# WHAT THE EXERCISE ASKS:
Reproduce the records below exactly, leaving out any pictures.

# THE DATA:
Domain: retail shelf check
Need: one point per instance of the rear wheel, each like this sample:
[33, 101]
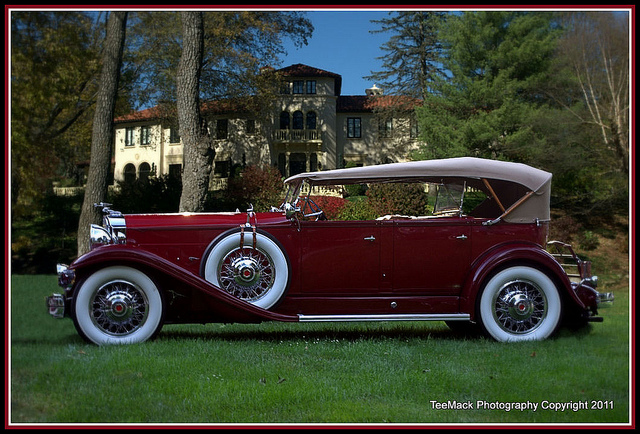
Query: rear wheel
[519, 304]
[118, 305]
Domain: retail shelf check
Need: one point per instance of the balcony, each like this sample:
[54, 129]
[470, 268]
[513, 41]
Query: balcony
[297, 136]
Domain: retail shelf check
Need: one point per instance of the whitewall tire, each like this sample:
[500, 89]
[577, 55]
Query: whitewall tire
[520, 304]
[118, 305]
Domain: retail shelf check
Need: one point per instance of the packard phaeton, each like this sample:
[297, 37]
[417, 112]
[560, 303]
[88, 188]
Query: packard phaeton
[489, 267]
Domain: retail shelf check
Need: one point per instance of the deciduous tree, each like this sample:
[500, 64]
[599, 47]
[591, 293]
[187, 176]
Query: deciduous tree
[102, 134]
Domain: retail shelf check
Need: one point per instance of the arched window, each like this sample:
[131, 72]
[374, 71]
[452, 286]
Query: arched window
[298, 120]
[145, 171]
[311, 120]
[129, 173]
[284, 121]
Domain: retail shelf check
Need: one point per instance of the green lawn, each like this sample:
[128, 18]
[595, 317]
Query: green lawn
[312, 373]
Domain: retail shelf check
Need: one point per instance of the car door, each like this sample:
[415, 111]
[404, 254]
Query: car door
[431, 256]
[340, 258]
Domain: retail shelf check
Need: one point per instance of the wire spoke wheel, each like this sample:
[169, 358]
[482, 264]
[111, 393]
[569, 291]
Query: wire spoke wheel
[252, 268]
[520, 307]
[519, 303]
[118, 305]
[119, 308]
[247, 273]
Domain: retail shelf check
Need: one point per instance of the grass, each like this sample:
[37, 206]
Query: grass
[378, 373]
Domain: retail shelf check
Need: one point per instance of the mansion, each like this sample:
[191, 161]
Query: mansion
[311, 127]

# SOLUTION BELOW:
Domain: retail shelf check
Need: one point per instance of the rear wheel, each like this sample:
[33, 101]
Query: rear wheel
[519, 304]
[118, 305]
Domain: retail shelf check
Need: one point per instance of the balcony, each like this sample:
[54, 129]
[470, 268]
[513, 41]
Query: balcony
[297, 136]
Domain: retail shelf check
Need: one point per instance of the whitewall tire, each like this sample:
[500, 89]
[577, 55]
Query: whitewall tire
[520, 304]
[118, 305]
Domain: retail shelf check
Need: one point per instance of the packard phaeton, each like this sample:
[297, 37]
[417, 112]
[560, 303]
[88, 188]
Query: packard phaeton
[489, 267]
Domain: retail shelf check
Need: one point per instance of the deciduous tree, each like this sample:
[500, 64]
[599, 47]
[591, 293]
[187, 176]
Query: deciduous tree
[102, 134]
Domain: retail shelf check
Need: one point per instance of the arched window, each like this sample:
[131, 72]
[374, 71]
[452, 286]
Query: arched window
[298, 120]
[145, 171]
[311, 120]
[129, 173]
[284, 121]
Domain: retail shelf check
Need: one point per instance of the green lawn, each like this sample:
[128, 18]
[595, 317]
Query: green lawn
[312, 373]
Domain: retail shelf check
Need: one point per instance of the car door, each like this sample:
[415, 111]
[404, 254]
Query: car door
[431, 256]
[340, 258]
Domain: retail shelf check
Need: one point per instance of the wire spoke wheel, each like this sample:
[169, 358]
[482, 264]
[111, 393]
[569, 291]
Query: wire spoke wheel
[252, 268]
[520, 307]
[519, 303]
[118, 305]
[119, 308]
[247, 273]
Domain: retail shelf check
Need: one point per instance of the grass, each like this sample:
[37, 206]
Query: grass
[378, 373]
Domain: retail shelf check
Need: one point per instance of the mansion, each like this sample:
[191, 161]
Query: mansion
[311, 127]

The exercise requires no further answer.